■ TASK INSTRUCTIONS ■
(A) In the article about the Saint John physiotherapist, reproduce word for word the passage starting with "Saint John physiotherapist's" and going on through "code of conduct.".
(B) According to the college's notice quoted in the article about the Saint John physiotherapist, what did Landers fail to do? List each failure.

━━━ TEXT FOR ANALYSIS ━━━

Saint John physiotherapist's licence revoked, must pay $54K after relationship with client
Complaint filed in 2021, details will not be made public, college says
A Saint John physiotherapist has had his licence revoked and been ordered to pay $54,600 after a disciplinary hearing related to sexual contact with a client.
The College of Physiotherapists of New Brunswick found that Robert Landers "engaged in an intimate relationship with the complainant while she was a client," and is guilty of professional misconduct under both the Physiotherapy Act and the industry's code of conduct.
"Mr. Landers' professional misconduct includes sexual abuse … on multiple occasions through sexual relations, touching of a sexual nature, and his behaviour or remarks of a sexual nature towards his client," says a notice on the college's website.
Under the provincial Physiotherapy Act, "sexual abuse" is defined as any sexual contact with a client, and does not address issues of consent or legality.
The notice also says Landers failed to maintain professional boundaries with the complainant, failed to conduct himself in an ethical manner, and failed to "end the therapeutic relationship when appropriate boundaries could not be maintained."
According to the college's website, Landers is registered as the owner of Any Body Consulting & Physiotherapy on Saint John's west side.
In a voicemail greeting on the company's phone line, Landers said the office is closed "indefinitely," and directs customers to the website. He has not returned CBC's request for comment.
Ellen Snider, the college's registrar, said the exact details of the complaint will not be made public to protect the identity of the complainant. The misconduct dates back to at least 2018, Snider said, and the complaint was filed in 2021.
"It's quite a lengthy process," she said.
Any complaint first goes to the complaints committee, which deliberates and gathers more information if needed, Snider said. In this case, the committee found enough evidence to refer the complaint to the discipline committee.
That committee reviews the information again and listens to both sides. There are usually lawyers and further investigation involved as well.
In this case, the committee came to its decision in early April, and ordered the registrar to revoke Landers's certificate of registration. He is not allowed to apply for reinstatement of his licence until five years from the date of the decision. He's also ordered to pay the college $54,600 for its legal costs and the cost of investigating the complaint.
The committee chose to not fine Landers because of the high amount he's ordered to pay in costs and the "seriousness" of licence revocation.

━━━ ENTRIES SUPPLIED ━━━

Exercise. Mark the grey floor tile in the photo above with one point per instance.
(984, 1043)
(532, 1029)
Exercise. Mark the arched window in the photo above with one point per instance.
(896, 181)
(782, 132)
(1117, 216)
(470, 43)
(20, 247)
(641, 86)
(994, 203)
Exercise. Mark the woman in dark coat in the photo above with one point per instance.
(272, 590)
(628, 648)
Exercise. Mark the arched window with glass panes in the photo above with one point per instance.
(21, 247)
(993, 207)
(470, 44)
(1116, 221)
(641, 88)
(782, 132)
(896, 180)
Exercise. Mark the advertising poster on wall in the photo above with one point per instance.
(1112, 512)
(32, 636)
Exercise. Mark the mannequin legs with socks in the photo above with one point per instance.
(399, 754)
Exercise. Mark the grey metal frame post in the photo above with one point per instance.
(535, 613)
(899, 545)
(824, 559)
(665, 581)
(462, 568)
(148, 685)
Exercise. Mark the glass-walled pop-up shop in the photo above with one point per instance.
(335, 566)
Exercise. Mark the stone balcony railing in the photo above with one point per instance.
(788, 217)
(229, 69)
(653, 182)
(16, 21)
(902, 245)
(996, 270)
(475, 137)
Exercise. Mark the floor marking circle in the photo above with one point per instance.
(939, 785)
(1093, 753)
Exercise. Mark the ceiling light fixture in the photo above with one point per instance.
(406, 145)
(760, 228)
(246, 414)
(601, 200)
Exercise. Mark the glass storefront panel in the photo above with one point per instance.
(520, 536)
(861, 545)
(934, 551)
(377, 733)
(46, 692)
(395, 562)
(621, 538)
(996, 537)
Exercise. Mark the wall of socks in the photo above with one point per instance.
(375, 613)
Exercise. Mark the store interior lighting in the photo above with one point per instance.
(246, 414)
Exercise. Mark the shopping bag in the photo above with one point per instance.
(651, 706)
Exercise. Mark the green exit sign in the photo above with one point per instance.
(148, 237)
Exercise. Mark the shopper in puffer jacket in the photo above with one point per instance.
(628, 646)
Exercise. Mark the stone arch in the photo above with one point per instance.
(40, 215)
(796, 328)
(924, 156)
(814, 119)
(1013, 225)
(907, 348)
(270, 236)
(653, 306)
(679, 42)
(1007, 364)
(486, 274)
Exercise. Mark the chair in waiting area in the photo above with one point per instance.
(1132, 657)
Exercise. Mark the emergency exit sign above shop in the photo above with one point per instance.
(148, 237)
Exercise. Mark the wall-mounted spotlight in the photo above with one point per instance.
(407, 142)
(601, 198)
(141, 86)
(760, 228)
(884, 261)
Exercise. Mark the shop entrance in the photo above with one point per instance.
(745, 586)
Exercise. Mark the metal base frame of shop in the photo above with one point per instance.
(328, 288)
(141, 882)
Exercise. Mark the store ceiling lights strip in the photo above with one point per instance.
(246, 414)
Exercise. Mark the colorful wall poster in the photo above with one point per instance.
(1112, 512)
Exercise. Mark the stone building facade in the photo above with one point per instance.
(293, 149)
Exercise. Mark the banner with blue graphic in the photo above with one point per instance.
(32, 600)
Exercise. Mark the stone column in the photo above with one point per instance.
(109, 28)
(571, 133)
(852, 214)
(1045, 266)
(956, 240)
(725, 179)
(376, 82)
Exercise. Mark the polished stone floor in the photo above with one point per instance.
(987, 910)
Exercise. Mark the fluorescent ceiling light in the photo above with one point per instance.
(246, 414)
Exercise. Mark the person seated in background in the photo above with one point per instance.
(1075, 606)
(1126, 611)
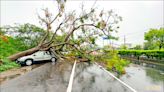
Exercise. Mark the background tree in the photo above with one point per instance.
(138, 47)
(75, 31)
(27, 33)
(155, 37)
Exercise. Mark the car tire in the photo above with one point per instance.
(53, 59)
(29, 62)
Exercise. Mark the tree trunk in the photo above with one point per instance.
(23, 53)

━━━

■ RESPONSES BY ITEM NUMBER ■
(A)
Saint John physiotherapist's licence revoked, must pay $54K after relationship with client
Complaint filed in 2021, details will not be made public, college says
A Saint John physiotherapist has had his licence revoked and been ordered to pay $54,600 after a disciplinary hearing related to sexual contact with a client.
The College of Physiotherapists of New Brunswick found that Robert Landers "engaged in an intimate relationship with the complainant while she was a client," and is guilty of professional misconduct under both the Physiotherapy Act and the industry's code of conduct.

(B)
- Maintain professional boundaries with the complainant
- Conduct himself in an ethical manner
- End the therapeutic relationship when appropriate boundaries could not be maintained